§ A run of records

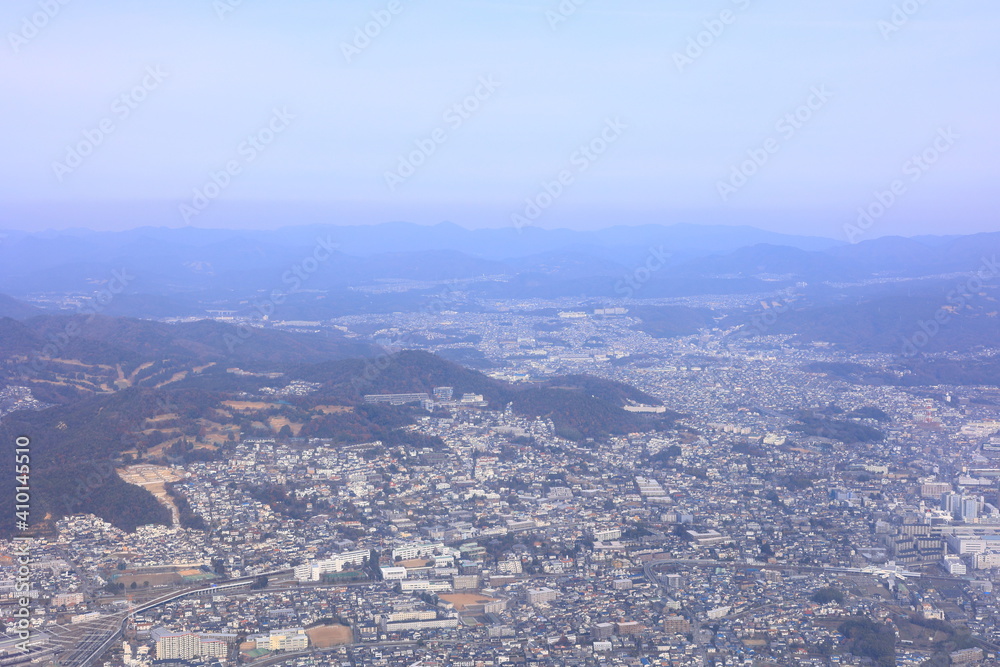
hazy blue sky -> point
(881, 92)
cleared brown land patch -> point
(463, 600)
(277, 423)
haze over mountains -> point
(188, 270)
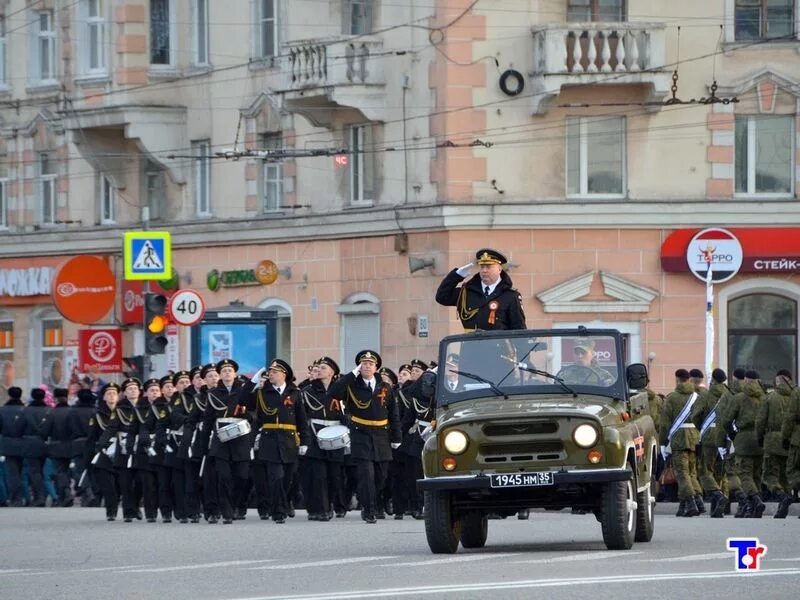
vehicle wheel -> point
(441, 528)
(645, 512)
(618, 518)
(474, 529)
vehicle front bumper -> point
(560, 478)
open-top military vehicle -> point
(538, 419)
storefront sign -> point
(84, 289)
(100, 350)
(33, 281)
(763, 250)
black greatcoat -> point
(222, 403)
(368, 442)
(278, 445)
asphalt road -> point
(53, 553)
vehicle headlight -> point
(456, 442)
(585, 435)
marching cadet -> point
(769, 421)
(742, 413)
(280, 420)
(790, 441)
(323, 475)
(709, 463)
(12, 429)
(178, 438)
(34, 449)
(231, 458)
(371, 414)
(104, 445)
(679, 437)
(59, 445)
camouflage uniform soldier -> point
(768, 427)
(679, 437)
(709, 462)
(790, 434)
(742, 411)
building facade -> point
(341, 138)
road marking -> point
(323, 563)
(230, 563)
(523, 584)
(585, 556)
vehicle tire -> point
(441, 528)
(474, 529)
(645, 512)
(618, 518)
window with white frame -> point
(596, 156)
(361, 146)
(45, 52)
(267, 19)
(47, 189)
(764, 148)
(108, 201)
(201, 150)
(271, 177)
(358, 15)
(200, 32)
(162, 36)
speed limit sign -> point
(186, 307)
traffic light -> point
(155, 323)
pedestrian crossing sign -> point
(147, 255)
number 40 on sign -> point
(186, 307)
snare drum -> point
(334, 437)
(229, 428)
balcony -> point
(333, 73)
(598, 54)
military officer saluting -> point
(488, 299)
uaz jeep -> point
(538, 419)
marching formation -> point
(208, 443)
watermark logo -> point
(749, 552)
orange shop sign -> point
(84, 289)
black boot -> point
(701, 507)
(784, 501)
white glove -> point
(464, 271)
(256, 379)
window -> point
(762, 333)
(764, 152)
(271, 177)
(154, 190)
(202, 177)
(200, 32)
(47, 189)
(596, 156)
(107, 201)
(161, 35)
(94, 42)
(267, 29)
(358, 17)
(45, 47)
(362, 163)
(764, 19)
(584, 11)
(52, 353)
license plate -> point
(504, 480)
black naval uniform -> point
(12, 428)
(280, 420)
(374, 426)
(323, 469)
(232, 458)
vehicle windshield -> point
(513, 363)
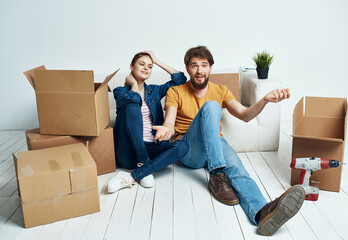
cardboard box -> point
(101, 148)
(69, 102)
(319, 130)
(56, 184)
(230, 80)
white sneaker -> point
(119, 181)
(147, 181)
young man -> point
(193, 114)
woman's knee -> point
(182, 147)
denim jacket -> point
(153, 95)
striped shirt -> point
(147, 123)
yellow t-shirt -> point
(188, 104)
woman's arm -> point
(162, 65)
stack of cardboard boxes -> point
(319, 130)
(58, 178)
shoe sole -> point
(227, 203)
(287, 207)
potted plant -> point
(262, 61)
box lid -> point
(64, 80)
(30, 75)
(51, 172)
(45, 80)
(325, 106)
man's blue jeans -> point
(208, 149)
(132, 149)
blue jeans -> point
(131, 149)
(208, 149)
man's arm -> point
(166, 131)
(246, 114)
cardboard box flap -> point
(64, 81)
(323, 106)
(107, 79)
(297, 116)
(30, 75)
(231, 80)
(53, 159)
(45, 174)
(338, 140)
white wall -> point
(308, 38)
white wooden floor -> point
(180, 206)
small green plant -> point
(263, 60)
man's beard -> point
(197, 85)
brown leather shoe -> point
(275, 213)
(221, 189)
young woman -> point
(139, 118)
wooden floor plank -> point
(3, 200)
(121, 216)
(174, 208)
(8, 208)
(184, 219)
(10, 228)
(140, 226)
(206, 225)
(14, 148)
(162, 217)
(334, 206)
(6, 177)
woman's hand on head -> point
(153, 56)
(130, 80)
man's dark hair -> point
(199, 51)
(139, 55)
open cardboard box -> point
(69, 102)
(101, 148)
(319, 130)
(56, 184)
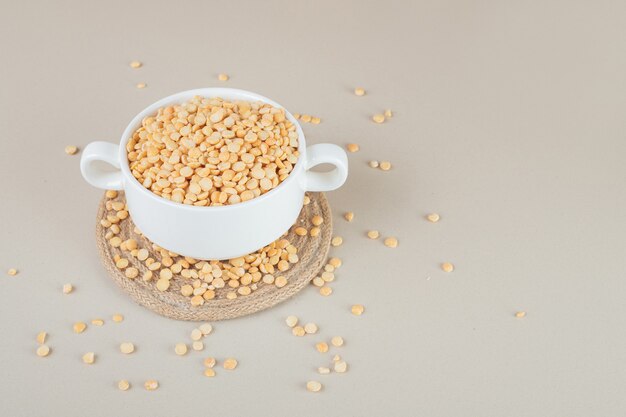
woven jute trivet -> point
(312, 253)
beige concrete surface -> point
(509, 122)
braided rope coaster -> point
(312, 254)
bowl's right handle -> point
(105, 152)
(325, 153)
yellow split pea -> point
(213, 152)
(230, 364)
(357, 309)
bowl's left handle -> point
(105, 152)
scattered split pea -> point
(180, 349)
(230, 364)
(357, 309)
(79, 327)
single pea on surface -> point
(180, 349)
(79, 327)
(447, 267)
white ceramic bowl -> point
(221, 232)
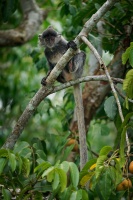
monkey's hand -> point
(72, 45)
(43, 81)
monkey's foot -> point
(43, 81)
(72, 45)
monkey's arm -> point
(72, 44)
(43, 81)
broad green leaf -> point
(87, 167)
(105, 150)
(12, 161)
(65, 195)
(65, 166)
(86, 178)
(122, 147)
(50, 176)
(67, 152)
(76, 195)
(110, 107)
(56, 181)
(104, 129)
(3, 162)
(3, 153)
(47, 171)
(128, 84)
(73, 196)
(62, 178)
(41, 154)
(42, 167)
(74, 174)
(6, 194)
(126, 120)
(20, 146)
(89, 164)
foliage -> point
(37, 166)
(38, 178)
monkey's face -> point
(49, 40)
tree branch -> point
(103, 66)
(44, 91)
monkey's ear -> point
(50, 26)
(40, 36)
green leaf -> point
(128, 84)
(104, 129)
(86, 178)
(12, 161)
(127, 118)
(42, 167)
(76, 195)
(74, 174)
(41, 154)
(110, 107)
(65, 166)
(131, 57)
(72, 9)
(125, 56)
(6, 194)
(122, 147)
(8, 7)
(105, 150)
(100, 165)
(128, 55)
(26, 166)
(47, 171)
(66, 194)
(67, 152)
(3, 162)
(50, 176)
(3, 153)
(84, 195)
(105, 184)
(20, 146)
(56, 181)
(88, 165)
(62, 178)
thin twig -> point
(122, 95)
(103, 66)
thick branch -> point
(52, 77)
(33, 17)
(102, 64)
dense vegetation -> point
(45, 159)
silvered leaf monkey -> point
(55, 46)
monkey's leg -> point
(43, 81)
(81, 125)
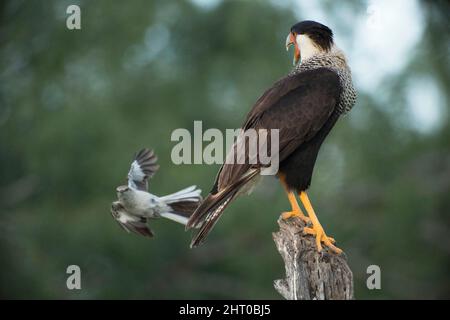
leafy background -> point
(75, 106)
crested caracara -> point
(303, 106)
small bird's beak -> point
(290, 40)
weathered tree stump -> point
(310, 275)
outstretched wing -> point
(143, 167)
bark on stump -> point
(310, 275)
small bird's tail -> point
(209, 212)
(182, 204)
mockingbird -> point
(136, 205)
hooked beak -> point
(290, 40)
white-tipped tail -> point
(187, 194)
(175, 217)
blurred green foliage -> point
(75, 106)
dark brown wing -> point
(143, 167)
(298, 106)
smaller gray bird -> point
(136, 205)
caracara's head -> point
(309, 38)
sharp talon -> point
(290, 214)
(321, 237)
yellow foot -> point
(320, 235)
(297, 214)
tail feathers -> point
(182, 204)
(209, 212)
(191, 194)
(174, 216)
(210, 221)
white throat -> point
(307, 47)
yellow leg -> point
(296, 211)
(317, 229)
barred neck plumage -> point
(336, 61)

§ Requirements
Starting at the line that contains "blurred green foliage -> point" and ending at the last line of the records, render only those lines as a JSON list of strings, one string per line, with blank lines left out.

§ Solved problem
[
  "blurred green foliage -> point",
  "(75, 106)",
  "dark brown wing -> point",
  "(143, 167)",
  "(298, 106)",
  "smaller gray bird -> point",
  "(136, 205)",
  "caracara's head -> point",
  "(309, 38)",
  "sharp talon -> point",
  "(290, 214)",
  "(321, 237)",
  "yellow foot -> point",
  "(320, 235)",
  "(297, 214)",
  "tail feathers -> point",
  "(182, 204)",
  "(209, 212)",
  "(191, 194)",
  "(174, 216)",
  "(210, 221)",
  "white throat -> point",
  "(307, 47)",
  "yellow leg -> point",
  "(296, 211)",
  "(317, 229)",
  "barred neck plumage -> point",
  "(336, 61)"
]